**What the task requires:** The pictures get dropped, while every remaining part of the listing is copied exactly.

**Data for processing:**
┌────────
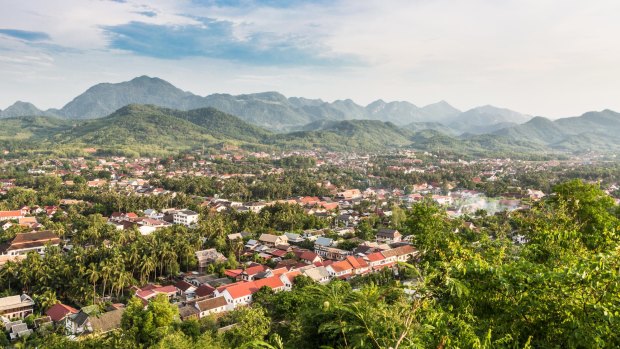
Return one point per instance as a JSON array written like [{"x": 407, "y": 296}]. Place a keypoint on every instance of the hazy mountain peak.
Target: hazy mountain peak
[{"x": 20, "y": 108}]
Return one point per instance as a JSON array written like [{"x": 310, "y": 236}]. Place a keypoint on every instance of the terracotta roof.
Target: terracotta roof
[
  {"x": 308, "y": 256},
  {"x": 187, "y": 310},
  {"x": 183, "y": 285},
  {"x": 375, "y": 257},
  {"x": 240, "y": 290},
  {"x": 271, "y": 282},
  {"x": 58, "y": 311},
  {"x": 10, "y": 214},
  {"x": 33, "y": 239},
  {"x": 233, "y": 273},
  {"x": 209, "y": 304},
  {"x": 166, "y": 289},
  {"x": 399, "y": 251},
  {"x": 253, "y": 270},
  {"x": 354, "y": 263},
  {"x": 106, "y": 321},
  {"x": 204, "y": 290},
  {"x": 341, "y": 266}
]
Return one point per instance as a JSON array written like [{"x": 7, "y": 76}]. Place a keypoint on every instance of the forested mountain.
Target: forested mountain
[
  {"x": 271, "y": 110},
  {"x": 148, "y": 129},
  {"x": 591, "y": 131},
  {"x": 368, "y": 135},
  {"x": 151, "y": 129},
  {"x": 20, "y": 108},
  {"x": 486, "y": 119}
]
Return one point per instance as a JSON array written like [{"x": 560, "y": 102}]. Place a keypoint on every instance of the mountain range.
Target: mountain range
[
  {"x": 270, "y": 110},
  {"x": 150, "y": 116}
]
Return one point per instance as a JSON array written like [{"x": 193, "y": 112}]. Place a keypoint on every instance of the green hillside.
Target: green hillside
[
  {"x": 148, "y": 129},
  {"x": 366, "y": 135},
  {"x": 31, "y": 127}
]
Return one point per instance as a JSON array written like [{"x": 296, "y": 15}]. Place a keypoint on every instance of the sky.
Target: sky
[{"x": 553, "y": 58}]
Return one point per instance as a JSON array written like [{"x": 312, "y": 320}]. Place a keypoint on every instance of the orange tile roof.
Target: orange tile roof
[
  {"x": 341, "y": 266},
  {"x": 375, "y": 257}
]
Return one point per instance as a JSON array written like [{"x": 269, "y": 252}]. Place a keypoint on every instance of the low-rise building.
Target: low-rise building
[
  {"x": 18, "y": 306},
  {"x": 185, "y": 217},
  {"x": 26, "y": 242}
]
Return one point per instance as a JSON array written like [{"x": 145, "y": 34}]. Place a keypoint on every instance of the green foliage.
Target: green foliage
[{"x": 151, "y": 325}]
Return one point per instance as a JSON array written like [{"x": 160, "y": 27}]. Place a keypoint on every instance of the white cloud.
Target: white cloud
[{"x": 544, "y": 57}]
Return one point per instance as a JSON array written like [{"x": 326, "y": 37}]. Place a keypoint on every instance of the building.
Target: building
[
  {"x": 331, "y": 253},
  {"x": 26, "y": 242},
  {"x": 59, "y": 312},
  {"x": 16, "y": 306},
  {"x": 9, "y": 215},
  {"x": 389, "y": 236},
  {"x": 212, "y": 306},
  {"x": 273, "y": 240},
  {"x": 185, "y": 217},
  {"x": 208, "y": 256}
]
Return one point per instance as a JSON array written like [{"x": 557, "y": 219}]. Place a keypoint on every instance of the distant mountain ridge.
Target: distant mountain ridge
[
  {"x": 300, "y": 122},
  {"x": 151, "y": 130},
  {"x": 267, "y": 109}
]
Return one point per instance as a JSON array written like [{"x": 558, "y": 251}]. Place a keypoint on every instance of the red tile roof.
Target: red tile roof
[
  {"x": 10, "y": 214},
  {"x": 204, "y": 290},
  {"x": 308, "y": 256},
  {"x": 233, "y": 273},
  {"x": 375, "y": 257},
  {"x": 341, "y": 266},
  {"x": 58, "y": 311}
]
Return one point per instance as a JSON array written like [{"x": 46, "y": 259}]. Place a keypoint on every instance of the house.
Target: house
[
  {"x": 188, "y": 312},
  {"x": 185, "y": 217},
  {"x": 250, "y": 272},
  {"x": 376, "y": 260},
  {"x": 209, "y": 256},
  {"x": 17, "y": 329},
  {"x": 349, "y": 194},
  {"x": 106, "y": 322},
  {"x": 151, "y": 290},
  {"x": 323, "y": 242},
  {"x": 211, "y": 306},
  {"x": 399, "y": 254},
  {"x": 255, "y": 207},
  {"x": 59, "y": 312},
  {"x": 34, "y": 241},
  {"x": 18, "y": 306},
  {"x": 360, "y": 266},
  {"x": 294, "y": 238},
  {"x": 388, "y": 236},
  {"x": 235, "y": 236},
  {"x": 9, "y": 215},
  {"x": 341, "y": 269},
  {"x": 241, "y": 293},
  {"x": 273, "y": 240},
  {"x": 332, "y": 253},
  {"x": 317, "y": 274},
  {"x": 288, "y": 279},
  {"x": 251, "y": 244},
  {"x": 310, "y": 257},
  {"x": 185, "y": 289}
]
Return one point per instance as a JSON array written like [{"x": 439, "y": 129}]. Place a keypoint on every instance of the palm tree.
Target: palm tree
└────────
**Exercise answer:**
Return one point per instance as a JSON array written like [{"x": 407, "y": 296}]. Place a keypoint on every instance of the hazy mountain peak.
Target: hazy mountain peak
[{"x": 20, "y": 108}]
Return one point per instance as a JSON array written like [{"x": 310, "y": 236}]. Place a keypoint on every instance of the terracotta roof.
Target: terracotta roof
[
  {"x": 308, "y": 256},
  {"x": 187, "y": 310},
  {"x": 183, "y": 285},
  {"x": 375, "y": 257},
  {"x": 240, "y": 290},
  {"x": 271, "y": 282},
  {"x": 58, "y": 311},
  {"x": 10, "y": 214},
  {"x": 33, "y": 239},
  {"x": 233, "y": 273},
  {"x": 209, "y": 304},
  {"x": 166, "y": 289},
  {"x": 399, "y": 251},
  {"x": 253, "y": 270},
  {"x": 354, "y": 263},
  {"x": 106, "y": 321},
  {"x": 204, "y": 290},
  {"x": 341, "y": 266}
]
Return one point per instance as a JSON array written like [{"x": 7, "y": 76}]. Place a keypoint on every instance of the forested mountain.
Target: forested mountain
[
  {"x": 271, "y": 110},
  {"x": 148, "y": 129},
  {"x": 591, "y": 131},
  {"x": 368, "y": 135},
  {"x": 151, "y": 129},
  {"x": 20, "y": 108},
  {"x": 486, "y": 119}
]
Return one point per instance as a JSON array written like [{"x": 560, "y": 102}]. Place a keypoint on every instance of the mountain range.
Target: mountain range
[
  {"x": 270, "y": 110},
  {"x": 150, "y": 116}
]
Return one point per instance as a JSON array written like [{"x": 193, "y": 112}]. Place a keypoint on every instance of the green hillside.
Target: green hillside
[
  {"x": 148, "y": 129},
  {"x": 366, "y": 135},
  {"x": 31, "y": 127}
]
Return one point per instance as a JSON array written like [{"x": 296, "y": 15}]. Place a keypoint on every instance of the sky.
Target: sky
[{"x": 553, "y": 58}]
Return one point per instance as a JSON array written like [{"x": 312, "y": 320}]. Place a keypoint on every instance of the orange tile roof.
Target: orange tile roof
[
  {"x": 341, "y": 266},
  {"x": 375, "y": 257}
]
Return one point per instance as a JSON array written like [{"x": 269, "y": 252}]. Place a keypoint on every instance of the low-rise building.
Target: low-rise building
[
  {"x": 18, "y": 306},
  {"x": 185, "y": 217},
  {"x": 26, "y": 242}
]
Return one point per instance as a JSON array written like [{"x": 145, "y": 34}]. Place a keypoint on every instance of the green foliage.
Target: green foliage
[{"x": 151, "y": 325}]
Return one point per instance as a JSON array written like [{"x": 160, "y": 27}]. Place a keypoint on every instance of the white cloud.
Target: white cloud
[{"x": 544, "y": 57}]
Return one point per instance as a JSON array written like [{"x": 326, "y": 37}]. Place a keypoint on every instance of the building.
Target: building
[
  {"x": 331, "y": 253},
  {"x": 26, "y": 242},
  {"x": 59, "y": 312},
  {"x": 16, "y": 306},
  {"x": 9, "y": 215},
  {"x": 389, "y": 236},
  {"x": 212, "y": 306},
  {"x": 273, "y": 240},
  {"x": 185, "y": 217},
  {"x": 208, "y": 256}
]
Return one point per instance as a JSON array written like [{"x": 557, "y": 219}]. Place a keypoint on every instance of the distant mountain ridge.
Target: distant mountain ridge
[
  {"x": 300, "y": 122},
  {"x": 151, "y": 130},
  {"x": 267, "y": 109}
]
Return one point per instance as a JSON array written like [{"x": 558, "y": 251}]. Place a keypoint on every instance of the red tile roof.
Target: red tile roof
[
  {"x": 10, "y": 214},
  {"x": 204, "y": 290},
  {"x": 308, "y": 256},
  {"x": 233, "y": 273},
  {"x": 375, "y": 257},
  {"x": 341, "y": 266},
  {"x": 58, "y": 311}
]
Return one point per instance as a JSON array written like [{"x": 46, "y": 259}]. Place a keypoint on every instance of the house.
Target: house
[
  {"x": 188, "y": 312},
  {"x": 185, "y": 217},
  {"x": 250, "y": 272},
  {"x": 376, "y": 260},
  {"x": 209, "y": 256},
  {"x": 17, "y": 329},
  {"x": 349, "y": 194},
  {"x": 106, "y": 322},
  {"x": 151, "y": 290},
  {"x": 323, "y": 242},
  {"x": 211, "y": 306},
  {"x": 399, "y": 254},
  {"x": 255, "y": 207},
  {"x": 59, "y": 312},
  {"x": 34, "y": 241},
  {"x": 18, "y": 306},
  {"x": 360, "y": 266},
  {"x": 294, "y": 238},
  {"x": 388, "y": 236},
  {"x": 235, "y": 236},
  {"x": 9, "y": 215},
  {"x": 341, "y": 269},
  {"x": 241, "y": 293},
  {"x": 273, "y": 240},
  {"x": 332, "y": 253},
  {"x": 317, "y": 274},
  {"x": 288, "y": 279},
  {"x": 251, "y": 244},
  {"x": 310, "y": 257},
  {"x": 185, "y": 289}
]
Return one point per instance as a JSON array written like [{"x": 439, "y": 129}]. Place a keypoint on every instance of the palm tree.
Target: palm tree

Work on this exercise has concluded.